Your task :: Gather all lines with "below" from the records.

[Dataset items]
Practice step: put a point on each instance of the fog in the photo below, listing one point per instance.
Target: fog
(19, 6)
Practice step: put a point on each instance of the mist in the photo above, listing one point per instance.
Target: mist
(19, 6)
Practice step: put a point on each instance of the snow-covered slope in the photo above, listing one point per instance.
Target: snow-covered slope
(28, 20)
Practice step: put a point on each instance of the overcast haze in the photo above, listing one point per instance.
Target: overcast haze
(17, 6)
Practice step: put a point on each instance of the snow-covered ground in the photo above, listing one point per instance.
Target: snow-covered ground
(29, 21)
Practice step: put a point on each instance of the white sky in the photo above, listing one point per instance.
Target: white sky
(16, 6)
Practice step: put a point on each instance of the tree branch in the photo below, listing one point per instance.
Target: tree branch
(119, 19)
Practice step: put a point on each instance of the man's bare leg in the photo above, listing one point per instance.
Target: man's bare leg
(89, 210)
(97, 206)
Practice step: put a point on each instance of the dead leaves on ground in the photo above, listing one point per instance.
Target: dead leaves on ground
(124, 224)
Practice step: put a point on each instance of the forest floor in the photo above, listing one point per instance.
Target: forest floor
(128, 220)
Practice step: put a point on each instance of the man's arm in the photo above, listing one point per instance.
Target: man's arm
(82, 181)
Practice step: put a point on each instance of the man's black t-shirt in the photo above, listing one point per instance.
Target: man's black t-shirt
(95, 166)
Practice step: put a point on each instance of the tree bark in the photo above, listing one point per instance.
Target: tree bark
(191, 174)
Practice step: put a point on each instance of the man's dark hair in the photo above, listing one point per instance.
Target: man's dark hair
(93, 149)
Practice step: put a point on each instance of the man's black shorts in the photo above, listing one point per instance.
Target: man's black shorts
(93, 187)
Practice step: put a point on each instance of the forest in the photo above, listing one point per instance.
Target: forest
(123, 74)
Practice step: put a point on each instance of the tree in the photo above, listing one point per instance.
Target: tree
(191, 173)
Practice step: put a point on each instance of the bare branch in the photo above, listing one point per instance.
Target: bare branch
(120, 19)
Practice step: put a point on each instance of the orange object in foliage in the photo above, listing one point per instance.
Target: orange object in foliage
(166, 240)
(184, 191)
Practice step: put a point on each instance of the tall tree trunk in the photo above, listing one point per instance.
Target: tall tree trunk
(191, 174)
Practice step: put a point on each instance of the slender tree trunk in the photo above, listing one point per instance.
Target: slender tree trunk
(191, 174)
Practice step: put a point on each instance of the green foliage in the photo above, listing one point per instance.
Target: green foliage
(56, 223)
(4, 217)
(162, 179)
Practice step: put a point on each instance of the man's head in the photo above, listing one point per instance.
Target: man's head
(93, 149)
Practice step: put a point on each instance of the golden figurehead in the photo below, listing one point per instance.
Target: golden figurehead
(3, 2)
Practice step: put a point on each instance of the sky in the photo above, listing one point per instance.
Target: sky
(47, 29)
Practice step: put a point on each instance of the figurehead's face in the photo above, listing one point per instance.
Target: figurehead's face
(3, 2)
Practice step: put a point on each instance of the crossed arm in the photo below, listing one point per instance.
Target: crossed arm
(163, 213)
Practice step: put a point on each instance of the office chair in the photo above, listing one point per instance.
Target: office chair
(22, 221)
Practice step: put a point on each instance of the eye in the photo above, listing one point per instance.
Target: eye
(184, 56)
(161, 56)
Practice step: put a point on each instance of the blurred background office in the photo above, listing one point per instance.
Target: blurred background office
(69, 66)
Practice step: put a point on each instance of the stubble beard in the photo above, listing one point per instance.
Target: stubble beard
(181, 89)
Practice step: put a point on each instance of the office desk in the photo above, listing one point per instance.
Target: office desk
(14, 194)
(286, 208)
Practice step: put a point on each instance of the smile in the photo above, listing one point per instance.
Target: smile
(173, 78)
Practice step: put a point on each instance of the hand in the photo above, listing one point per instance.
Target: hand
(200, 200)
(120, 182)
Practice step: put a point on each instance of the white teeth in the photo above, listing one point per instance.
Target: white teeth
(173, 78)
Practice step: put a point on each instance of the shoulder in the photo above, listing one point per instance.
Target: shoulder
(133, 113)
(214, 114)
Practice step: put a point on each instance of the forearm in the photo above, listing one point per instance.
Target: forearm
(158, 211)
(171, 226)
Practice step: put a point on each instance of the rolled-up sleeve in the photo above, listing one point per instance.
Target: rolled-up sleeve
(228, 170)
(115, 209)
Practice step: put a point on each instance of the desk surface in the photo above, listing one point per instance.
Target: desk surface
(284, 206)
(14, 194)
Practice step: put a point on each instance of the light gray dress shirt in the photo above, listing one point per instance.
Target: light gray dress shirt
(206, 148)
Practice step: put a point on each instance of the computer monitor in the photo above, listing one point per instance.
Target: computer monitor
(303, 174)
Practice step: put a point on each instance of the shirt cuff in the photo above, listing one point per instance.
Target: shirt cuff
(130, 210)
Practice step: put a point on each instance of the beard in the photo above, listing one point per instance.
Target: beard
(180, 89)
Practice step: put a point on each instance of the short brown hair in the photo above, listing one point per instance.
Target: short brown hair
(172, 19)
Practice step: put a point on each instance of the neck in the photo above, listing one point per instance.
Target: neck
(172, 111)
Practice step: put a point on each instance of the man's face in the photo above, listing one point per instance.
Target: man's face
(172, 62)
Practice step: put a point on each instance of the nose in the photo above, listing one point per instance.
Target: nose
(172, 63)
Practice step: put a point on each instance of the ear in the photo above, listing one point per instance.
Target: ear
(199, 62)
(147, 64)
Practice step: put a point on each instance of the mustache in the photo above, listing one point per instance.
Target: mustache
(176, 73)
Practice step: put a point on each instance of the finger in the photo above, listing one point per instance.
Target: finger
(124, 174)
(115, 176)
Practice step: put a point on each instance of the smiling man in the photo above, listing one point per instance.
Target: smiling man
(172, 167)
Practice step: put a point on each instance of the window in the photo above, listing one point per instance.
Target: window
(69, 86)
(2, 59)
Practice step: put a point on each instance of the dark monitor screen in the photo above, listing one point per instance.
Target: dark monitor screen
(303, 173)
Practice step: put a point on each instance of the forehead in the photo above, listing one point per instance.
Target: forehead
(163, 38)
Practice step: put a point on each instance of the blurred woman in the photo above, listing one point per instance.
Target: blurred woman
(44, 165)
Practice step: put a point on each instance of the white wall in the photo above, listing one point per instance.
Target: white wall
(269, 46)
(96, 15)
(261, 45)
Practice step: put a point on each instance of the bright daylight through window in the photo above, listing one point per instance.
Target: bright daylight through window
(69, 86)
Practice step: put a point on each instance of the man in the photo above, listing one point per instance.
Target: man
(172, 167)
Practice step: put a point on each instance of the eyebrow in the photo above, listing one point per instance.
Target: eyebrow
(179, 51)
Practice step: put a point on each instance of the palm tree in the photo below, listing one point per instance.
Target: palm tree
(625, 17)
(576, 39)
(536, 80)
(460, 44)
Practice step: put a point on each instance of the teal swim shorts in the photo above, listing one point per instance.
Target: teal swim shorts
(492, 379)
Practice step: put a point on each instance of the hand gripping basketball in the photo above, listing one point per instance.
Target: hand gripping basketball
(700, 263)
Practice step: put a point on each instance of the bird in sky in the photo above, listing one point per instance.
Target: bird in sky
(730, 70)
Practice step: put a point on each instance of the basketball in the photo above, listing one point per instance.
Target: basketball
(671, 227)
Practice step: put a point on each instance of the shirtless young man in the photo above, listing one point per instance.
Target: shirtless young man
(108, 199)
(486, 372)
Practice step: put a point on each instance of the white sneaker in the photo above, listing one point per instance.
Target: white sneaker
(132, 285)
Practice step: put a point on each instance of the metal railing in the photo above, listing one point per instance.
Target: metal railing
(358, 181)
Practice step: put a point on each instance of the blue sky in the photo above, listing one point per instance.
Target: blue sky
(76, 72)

Exercise solution ::
Practice step: put a point on each instance of the fog in the photo below, listing one point per instance.
Practice step: put a point on each instance of the tree branch in the photo below, listing one point per instance.
Practice step: put a point on each instance of the golden figurehead in the photo below, listing one point per instance.
Practice step: put a point on each instance of the crossed arm in the photo below, listing one point per instance.
Practice step: put a point on each instance of the palm tree in the photo below, listing one point per instance.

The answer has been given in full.